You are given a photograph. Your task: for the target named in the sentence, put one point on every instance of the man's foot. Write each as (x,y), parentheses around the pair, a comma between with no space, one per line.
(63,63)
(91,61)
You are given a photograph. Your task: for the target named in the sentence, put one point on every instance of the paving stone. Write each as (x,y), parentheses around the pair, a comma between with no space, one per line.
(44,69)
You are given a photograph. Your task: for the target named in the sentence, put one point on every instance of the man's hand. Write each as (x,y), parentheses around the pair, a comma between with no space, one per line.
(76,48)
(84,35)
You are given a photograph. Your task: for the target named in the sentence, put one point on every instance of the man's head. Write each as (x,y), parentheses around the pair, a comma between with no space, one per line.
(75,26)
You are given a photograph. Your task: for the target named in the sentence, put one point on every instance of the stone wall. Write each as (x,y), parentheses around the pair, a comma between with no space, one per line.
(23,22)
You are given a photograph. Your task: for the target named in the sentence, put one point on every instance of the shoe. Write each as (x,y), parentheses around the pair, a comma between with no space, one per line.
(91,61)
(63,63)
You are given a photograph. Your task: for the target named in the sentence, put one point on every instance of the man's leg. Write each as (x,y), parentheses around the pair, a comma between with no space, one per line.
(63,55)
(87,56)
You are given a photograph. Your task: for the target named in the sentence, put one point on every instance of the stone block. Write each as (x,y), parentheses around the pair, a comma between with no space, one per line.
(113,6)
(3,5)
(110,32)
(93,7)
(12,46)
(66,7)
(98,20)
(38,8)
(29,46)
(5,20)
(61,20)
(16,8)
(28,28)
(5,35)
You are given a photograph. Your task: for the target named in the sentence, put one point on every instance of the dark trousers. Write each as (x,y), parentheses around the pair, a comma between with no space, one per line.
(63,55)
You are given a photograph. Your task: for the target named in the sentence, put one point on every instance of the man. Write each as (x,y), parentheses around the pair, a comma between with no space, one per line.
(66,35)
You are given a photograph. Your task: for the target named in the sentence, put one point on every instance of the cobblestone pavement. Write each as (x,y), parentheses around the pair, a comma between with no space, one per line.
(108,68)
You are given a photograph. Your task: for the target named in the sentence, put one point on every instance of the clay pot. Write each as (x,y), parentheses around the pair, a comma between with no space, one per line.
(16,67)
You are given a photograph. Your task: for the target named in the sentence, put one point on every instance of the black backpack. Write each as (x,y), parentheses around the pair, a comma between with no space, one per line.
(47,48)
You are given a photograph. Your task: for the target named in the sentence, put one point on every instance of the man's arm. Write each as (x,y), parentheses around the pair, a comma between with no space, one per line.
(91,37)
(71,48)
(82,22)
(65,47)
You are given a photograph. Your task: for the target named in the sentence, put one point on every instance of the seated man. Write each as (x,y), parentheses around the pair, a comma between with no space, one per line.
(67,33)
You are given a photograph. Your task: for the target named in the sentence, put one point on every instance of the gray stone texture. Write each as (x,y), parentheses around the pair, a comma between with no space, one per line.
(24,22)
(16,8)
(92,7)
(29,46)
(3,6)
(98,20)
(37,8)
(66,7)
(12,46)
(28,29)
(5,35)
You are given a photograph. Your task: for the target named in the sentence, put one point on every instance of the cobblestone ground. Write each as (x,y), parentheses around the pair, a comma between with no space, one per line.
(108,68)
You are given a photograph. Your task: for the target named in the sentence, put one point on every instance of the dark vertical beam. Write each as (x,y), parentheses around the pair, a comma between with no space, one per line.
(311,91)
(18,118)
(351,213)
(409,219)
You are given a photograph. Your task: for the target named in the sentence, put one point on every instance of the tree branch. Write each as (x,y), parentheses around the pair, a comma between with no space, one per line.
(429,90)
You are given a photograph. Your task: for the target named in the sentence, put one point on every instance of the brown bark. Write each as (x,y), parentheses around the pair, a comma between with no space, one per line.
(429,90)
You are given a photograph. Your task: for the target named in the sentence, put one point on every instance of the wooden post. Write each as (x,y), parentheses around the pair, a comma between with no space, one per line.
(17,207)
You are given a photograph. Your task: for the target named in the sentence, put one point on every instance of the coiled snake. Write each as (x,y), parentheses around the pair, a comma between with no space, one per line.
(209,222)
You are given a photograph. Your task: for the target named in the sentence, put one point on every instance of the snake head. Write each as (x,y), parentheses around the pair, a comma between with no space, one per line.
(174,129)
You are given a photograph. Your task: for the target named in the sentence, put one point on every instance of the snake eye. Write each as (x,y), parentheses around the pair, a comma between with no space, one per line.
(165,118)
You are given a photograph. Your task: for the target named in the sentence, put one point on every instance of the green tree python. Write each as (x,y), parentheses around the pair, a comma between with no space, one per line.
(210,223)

Short problem:
Please format the lines above as a JSON list of strings, one string per line, with blank lines left out.

Full answer:
[
  "You are given a photograph. Your task: for the target named in the sentence, put one point on every instance of the man's foot. Write each as (x,y), parentheses around the pair, a comma between with no space, one per line.",
  "(63,63)",
  "(91,61)",
  "You are given a photograph. Your task: for the target named in the sentence, put one point on every instance of the paving stone. Write each as (x,y), parentheses around the pair, a comma between with no space, one per line.",
  "(44,69)",
  "You are given a photograph. Your task: for the target named in the sentence, put one point on every instance of the man's hand. Write each as (x,y), parentheses around the pair, a comma between with no space, one per line.",
  "(76,48)",
  "(84,35)",
  "You are given a photograph. Your task: for the target named in the sentence, put one point on every instance of the man's head. Write each as (x,y), parentheses around the pair, a comma between with no space, one per line.",
  "(75,26)",
  "You are given a photograph. Your task: for the target named in the sentence, put one point on every instance of the stone wall. Write each as (x,y), parentheses around the pair, a comma between with no space, one per line.",
  "(23,22)",
  "You are given a photograph. Your task: for the target named in the sentence, put one point on every instance of the shoe. Write each as (x,y), parentheses around the pair, a comma between with no space, one per line.",
  "(91,61)",
  "(63,63)",
  "You are given a photograph. Your task: for the target named in the sentence, put one point on every instance of the man's leg. Write each as (x,y), parentheses around the pair, a comma between with no space, one per line.",
  "(63,55)",
  "(87,56)",
  "You are given a photograph. Your task: for the target named in the sentence, put one point on every instance of the stone block. Write each as (x,y), parentheses around the pair, a comma between with no space, one per line.",
  "(113,6)",
  "(3,5)",
  "(110,32)",
  "(93,7)",
  "(12,46)",
  "(66,7)",
  "(98,20)",
  "(38,8)",
  "(29,46)",
  "(5,20)",
  "(61,20)",
  "(16,8)",
  "(28,28)",
  "(5,35)",
  "You are given a photograph. Your task: for the target named in the sentence, put one point on every instance of the dark trousers. Write each as (x,y), parentheses around the pair, a comma between with no space, one per line.",
  "(63,55)",
  "You are given a photograph. Your task: for the target named in the sentence, put one point on every instance of the man. Write each as (x,y), parentheses around the pair, a comma between with no space, one per line.",
  "(66,35)",
  "You are given a photograph. Your task: for the target named in the sentence, put one point on every instance of the cobblestone pavement. Write each as (x,y), parentheses around the pair, a comma between with no space, one per line.",
  "(108,68)",
  "You are given a photograph. Your task: for the target named in the sentence, put one point on every instance of the clay pot. Write each as (x,y), parentheses around the pair, a comma between with no space, one per line.",
  "(16,67)",
  "You are given a photograph. Your task: for the target named in the sentence, put one point on every instance of the black backpack. Write each as (x,y), parentheses around the pair, a comma between with no space, one per line.",
  "(47,48)",
  "You are given a photograph. Your task: for the target named in the sentence, put one point on every instance of the man's arm. Write each as (x,y), parentheses around the pair, a comma between with no space, one per line.",
  "(91,37)",
  "(71,48)",
  "(82,22)",
  "(65,47)",
  "You are given a photograph. Your task: for the target named in the sentence, put one point on every instance of the seated man. Write each as (x,y), parentheses around the pair, a comma between with no space, one per line.",
  "(67,33)",
  "You are given a photograph. Your task: for the target named in the sentence, put one point on every instance of the gray stone texture. Write each as (x,y), parentheses around the pair, a comma between with no space, one per line.",
  "(24,22)",
  "(16,8)",
  "(92,7)",
  "(29,46)",
  "(3,6)",
  "(98,20)",
  "(37,8)",
  "(66,7)",
  "(12,46)",
  "(28,29)",
  "(5,35)",
  "You are given a photograph. Your task: for the target named in the sentence, put one point on every instance of the cobblestone ground. Write each as (x,y), parentheses around the pair, a comma between with no space, one per line.",
  "(108,68)",
  "You are given a photograph. Your task: for the target named in the sentence, put one point on every instance of the dark vertical beam. Write each as (x,y), parentheses around the pair, a comma between with no space, one per line.",
  "(311,91)",
  "(18,118)",
  "(351,213)",
  "(409,219)",
  "You are given a photograph. Your task: for the target named in the sentence, put one point on every instance of the tree branch. Write each as (x,y), parentheses around the pair, a comma between with no space, one per line.",
  "(429,90)",
  "You are given a photograph. Your task: for the target named in the sentence, put one point on every instance of the brown bark. Write each as (x,y), parentheses around the pair, a comma between with no space, one per line.",
  "(429,90)",
  "You are given a photograph. Your task: for the target named in the sentence, put one point on every instance of the wooden post. Write each as (x,y), parentheses around the pair, a comma between with no space, one per line.",
  "(17,207)",
  "You are given a photograph. Your task: for the target named in the sentence, put one point on every instance of the coiled snake. Write each as (x,y), parentheses around the pair, a comma between with no space, one per line.",
  "(209,222)",
  "You are given a photograph. Your task: for the target named in the sentence, put one point on every instance of the snake head. Write each as (x,y), parentheses around the pair, a comma between with no space, one per line.",
  "(174,129)",
  "You are given a photograph. Your task: for the target named in the sentence, put one point on every instance of the snake eye. Write each as (x,y), parentheses around the pair, a comma between with no space, one per line.",
  "(165,118)",
  "You are given a photograph. Your task: for the target named in the sentence, put one point on every instance of the green tree python. Write each as (x,y), parentheses around the pair, a comma between with no space, one per line.",
  "(210,223)"
]